== TEXT EXTRACT

Defense expert Professor Victor Clark Alfaro testified extensively regarding drug trafficking from Mexico to the United States, including about the organizations and structure of such organizations primarily responsible for most of that activity; and the tactics and techniques the drug traffickers use to transport the drugs across the border.
Professor Alfaro testified that he first began to hear the term blind mule in about 2005 and that it refers to “an individual who cross[es] the border through—as a pedestrian or in a vehicle, without knowing that he's carrying or she's carrying drugs.” Professor Alfaro gave an example of a “regular customer” going to a “machine shop” in Tijuana that belongs to drug traffickers who then load up the car with drugs without the customer knowing. He also noted drug traffickers sometimes use magnets to put drugs under cars that pass through SENTRI lanes at the border. According to Professor Alfaro, typically the drugs transported by “blind mules” are marijuana, methamphetamine and heroin.
Professor Alfaro opined that drug traffickers use “blind mules” because it is the “cheapest way to cross drugs to the U.S. side. Because you are not paying ․ the blind mule. It's ․ cheap labor, [a] disposable [work]force. You're not investing [in] [any]thing.” Although all drug traffickers use “blind mules,” Professor Alfaro opined that 70 percent of the “ones who use blind mules are smaller organizations.”
Professor Alfaro noted there are thousands of “irregular vehicles” in Tijuana that come from the United States without “regular plates.” According to Professor Alfaro, there have been instances when some of these cars come into Mexico with drugs already inside of them, which he referred to as a “blind mule by accident.” He testified that after a blind mule crosses the border, the drug traffickers will monitor the vehicle, including by GPS, and that once the vehicle is parked, they remove the drugs or just steal the car.
On cross-examination, Professor Alfaro confirmed that when he was hired by the defense, he was specifically asked to review the file and determine whether he could “testify that this was a blind mule case.” Professor Alfaro also testified it was “easy” and “lucrative” but “very risky” to become a mule in Mexico to bring drugs across the border.
Professor Alfaro admitted on cross-examination that the risk to drug traffickers using a paid mule was significantly less than using a blind mule; that when he reviewed this case, he initially told defense counsel that the “quantity of drugs of your client exceeds what a blind mule usually has”; that drug traffickers are “far more likely to use a blind mule for a marijuana case as opposed to a hard narcotics case”; and that when drug traffickers use “blind mules,” they specifically target people “that aren't going to trigger any alarms at the border,” such as people who “cross all the time.”

====

● SET EXERCISE A: In the blind mule testimony, around what year did Professor Alfaro first start hearing the term "blind mule"?
● SET EXERCISE B: From the blind mule testimony, set down word for word the passage starting with "On cross-examination, Professor" and going on through "bring drugs across the border.".

== DATASET CONTENT

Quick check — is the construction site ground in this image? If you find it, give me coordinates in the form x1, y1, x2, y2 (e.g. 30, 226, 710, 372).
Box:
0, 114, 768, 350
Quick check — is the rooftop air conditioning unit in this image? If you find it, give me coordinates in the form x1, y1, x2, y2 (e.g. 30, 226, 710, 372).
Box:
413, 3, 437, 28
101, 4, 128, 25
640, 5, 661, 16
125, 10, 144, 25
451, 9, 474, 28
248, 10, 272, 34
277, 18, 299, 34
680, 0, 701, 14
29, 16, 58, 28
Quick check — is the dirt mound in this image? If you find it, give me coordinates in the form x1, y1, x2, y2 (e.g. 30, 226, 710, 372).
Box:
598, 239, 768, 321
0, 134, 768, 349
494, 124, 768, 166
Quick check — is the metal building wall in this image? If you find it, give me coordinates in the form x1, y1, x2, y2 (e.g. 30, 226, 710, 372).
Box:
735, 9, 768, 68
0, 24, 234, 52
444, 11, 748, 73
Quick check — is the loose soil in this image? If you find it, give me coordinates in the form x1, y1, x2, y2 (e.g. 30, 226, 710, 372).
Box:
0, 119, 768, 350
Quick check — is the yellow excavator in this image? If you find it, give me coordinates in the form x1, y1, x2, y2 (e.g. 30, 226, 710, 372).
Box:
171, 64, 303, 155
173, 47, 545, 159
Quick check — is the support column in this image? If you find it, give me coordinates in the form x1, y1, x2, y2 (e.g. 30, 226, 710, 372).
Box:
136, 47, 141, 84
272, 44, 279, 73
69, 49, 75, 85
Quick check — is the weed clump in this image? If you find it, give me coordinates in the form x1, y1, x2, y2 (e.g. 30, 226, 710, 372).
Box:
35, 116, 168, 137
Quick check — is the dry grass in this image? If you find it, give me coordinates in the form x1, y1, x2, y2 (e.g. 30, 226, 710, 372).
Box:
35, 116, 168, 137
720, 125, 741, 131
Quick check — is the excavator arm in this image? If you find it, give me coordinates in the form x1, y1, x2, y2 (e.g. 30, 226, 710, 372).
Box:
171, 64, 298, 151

====

● WRITTEN ANSWER A: About 2005.

● WRITTEN ANSWER B:
On cross-examination, Professor Alfaro confirmed that when he was hired by the defense, he was specifically asked to review the file and determine whether he could “testify that this was a blind mule case.” Professor Alfaro also testified it was “easy” and “lucrative” but “very risky” to become a mule in Mexico to bring drugs across the border.